## start

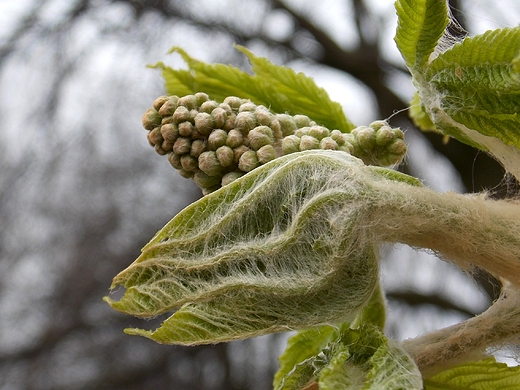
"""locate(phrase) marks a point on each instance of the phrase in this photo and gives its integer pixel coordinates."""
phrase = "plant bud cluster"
(216, 143)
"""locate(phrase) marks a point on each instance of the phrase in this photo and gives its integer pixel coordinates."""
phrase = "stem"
(446, 347)
(467, 230)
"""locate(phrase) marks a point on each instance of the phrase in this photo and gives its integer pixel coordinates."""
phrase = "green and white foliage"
(299, 200)
(467, 89)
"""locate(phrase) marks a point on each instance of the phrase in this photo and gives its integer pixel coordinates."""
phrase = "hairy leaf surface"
(421, 23)
(487, 374)
(338, 357)
(279, 88)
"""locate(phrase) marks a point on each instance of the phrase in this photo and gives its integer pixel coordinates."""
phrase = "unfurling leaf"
(338, 357)
(273, 251)
(486, 374)
(277, 87)
(283, 247)
(469, 90)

## end

### [What is required]
Print out every entry above without changing a word, and leave out the pictures.

### [Exercise answer]
"""locate(phrase) marks a point on each instance of the phrase in this photo and gives its integer pixel coordinates."""
phrase = "plant bud cluster"
(216, 143)
"""locate(phrase) marks a point on each instance of the phrase in this photo and gives its integer pixel coordinates."""
phrase = "stem"
(446, 347)
(467, 230)
"""locate(phrase) marks a point on each instance of the phrase in this photo and gives its integer pixel coordinates."""
phrase = "green and white foliage"
(299, 200)
(467, 89)
"""locate(phrase) marks a point on each instance of the phrase in this photo and gives its integer pixel coordinates."""
phrase = "hairy leaf surface"
(421, 23)
(487, 374)
(338, 357)
(279, 88)
"""locate(phrase) marks a point on each instance of the phrase in this photo and gives its integer pixel coordinates."""
phrase = "unfurling leaf"
(338, 357)
(273, 251)
(486, 374)
(277, 87)
(283, 247)
(469, 90)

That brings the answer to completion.